━━ LISTED ENTRIES ━━

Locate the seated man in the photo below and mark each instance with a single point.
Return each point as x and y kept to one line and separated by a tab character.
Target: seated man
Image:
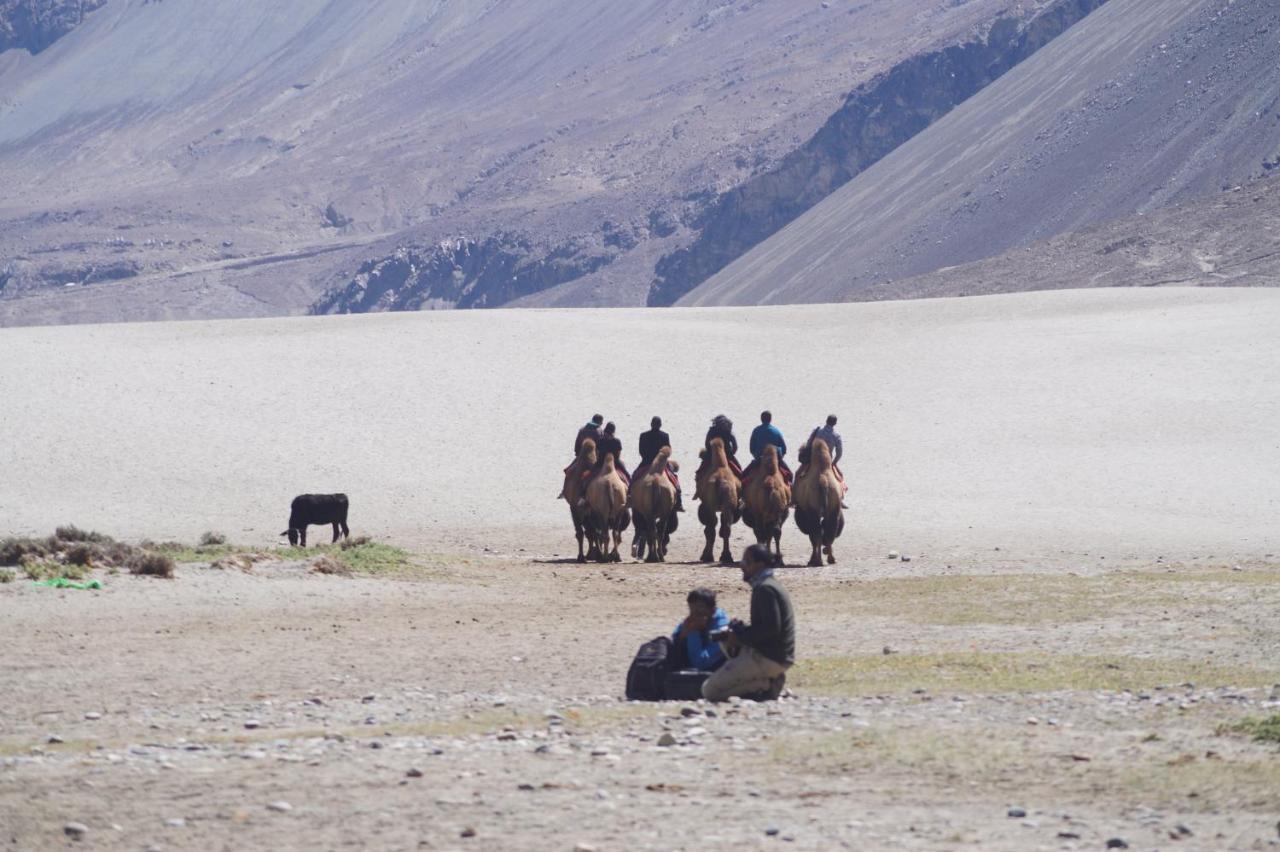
766	647
652	444
767	435
608	444
593	431
694	646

━━━

- _WORK TO BE COMPLETED_
Could you give these lines again with every "seated man" swapped for "standing woman", leaving everything else unchanged and the pictures out?

- _RESPONSE TO THE EXERCISE_
Locate the standing woman in the photo below and mark each instance with a single point.
Return each point as x and y kept to one line and separated by a tab character.
Target: standing woman
Image:
766	647
652	444
767	435
608	444
593	431
694	646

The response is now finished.